## Kutipan
Mahkamah Konstitusi menggelar sidang perbaikan perkara peraturan pemerintah pengganti undang-undang Nomor 1 Tahun 2014 Tentang Pemilihan Gubernur, Bupati, dan Walikota (Perppu Pemilukada). Banyak perbedaan perbaikan Perppu yang diajukan oleh kelima pemohon didalam proses sidang perbaikan permohonan.
Dalam sidang panel yang dipimpin oleh Hakim Konstitusi,Maria Farida Indrati dengan anggota Hakim Konstitusi Muhammad Alim dan Aswanto, Kurniawan sebagai Pemohon Perkara Nomor 118/PUU-XII/2014 memperkuat pokok permohonannya dengan mengatakan KPU tidak memiliki kedudukan hukum untuk melangsungkan Pilkada pasca direvisinya UU No 32/2004 menjadi UU No 22/2014. “KPU tidak lagi mempunyai legal standing untuk melaksanakan Pilkada” ujarnya di ruang sidang MK, Jakarta, Rabu (26/11).

[Catatan dari sebuah pengumpulan data]

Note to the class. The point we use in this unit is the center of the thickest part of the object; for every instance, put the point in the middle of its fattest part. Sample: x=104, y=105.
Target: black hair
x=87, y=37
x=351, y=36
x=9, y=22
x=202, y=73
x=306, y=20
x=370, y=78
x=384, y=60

## Soal A
Jawablah pertanyaan berikut berdasarkan teks tentang sidang Perppu Pemilukada.
(i) Siapa Hakim Konstitusi yang memimpin sidang panel?
(ii) Berapa jumlah pemohon yang mengajukan perbaikan Perppu?
(iii) Berapa nomor perkara yang diajukan oleh Kurniawan?
## Soal B
Ubah teks tentang sidang Perppu Pemilukada, yaitu seluruh bagian dari "Mahkamah Konstitusi menggelar" sampai "Jakarta, Rabu (26/11).", dengan mengganti "Pilkada" menjadi "pemilihan kepala daerah".
## Soal C
Tuliskan lanjutan teks tentang sidang Perppu Pemilukada, dimulai setelah kalimat terakhirnya.

## Jawaban Akhir A
(i) Maria Farida Indrati.
(ii) Lima pemohon.
(iii) Perkara Nomor 118/PUU-XII/2014.

## Jawaban Akhir B
Mahkamah Konstitusi menggelar sidang perbaikan perkara peraturan pemerintah pengganti undang-undang Nomor 1 Tahun 2014 Tentang Pemilihan Gubernur, Bupati, dan Walikota (Perppu Pemilukada). Banyak perbedaan perbaikan Perppu yang diajukan oleh kelima pemohon didalam proses sidang perbaikan permohonan.
Dalam sidang panel yang dipimpin oleh Hakim Konstitusi,Maria Farida Indrati dengan anggota Hakim Konstitusi Muhammad Alim dan Aswanto, Kurniawan sebagai Pemohon Perkara Nomor 118/PUU-XII/2014 memperkuat pokok permohonannya dengan mengatakan KPU tidak memiliki kedudukan hukum untuk melangsungkan pemilihan kepala daerah pasca direvisinya UU No 32/2004 menjadi UU No 22/2014. “KPU tidak lagi mempunyai legal standing untuk melaksanakan pemilihan kepala daerah” ujarnya di ruang sidang MK, Jakarta, Rabu (26/11).

## Jawaban Akhir C
Berbeda halnya dengan pendapat yang dikemukakan Yanda Zaihifni Ishak, sebagai Pemohon Perkara Nomor 119/PUU-XII/2014. Ishak menyampaikan permasalahan lainnya seperti jual-beli partai,adanya ketentuan-ketentuan yang bersifat non demokratis, sampai kepada masalah kedudukan pemohon dan hak konstitusi yang dilanggar dengan adanya Perppu Nomor 1 tahun 2014 tersebut.
Sebelum berakhirnya sidang Panel, Majelis Hakim mengesahkan semua alat bukti yang diajukan Pemohon. Selanjutnya, permohonan yang diajukan pemohon akan disampaikan dalam Rapat Permusyawarahan Hakim (RPH) MK untuk ditindaklanjuti dan diselenggarakan Sidang Pleno dalam hal mendengarkan keterangan pihak pemerintah dan DPR, serta mendengarkan keterangan ahli.
Pada sidang perdana, Pemohon menilai pembentukan perpu dinilai cacat formil karena tidak memenuhi tiga alasan untuk presiden mengeluarkan perpu. Pertama, kebutuhan mendesak, kedua, undang-undang yang dibutuhkan belum ada, dan ketiga, kekosongan hukum tersebut tidak dapat diatasi dengan cara membuat undang-undang.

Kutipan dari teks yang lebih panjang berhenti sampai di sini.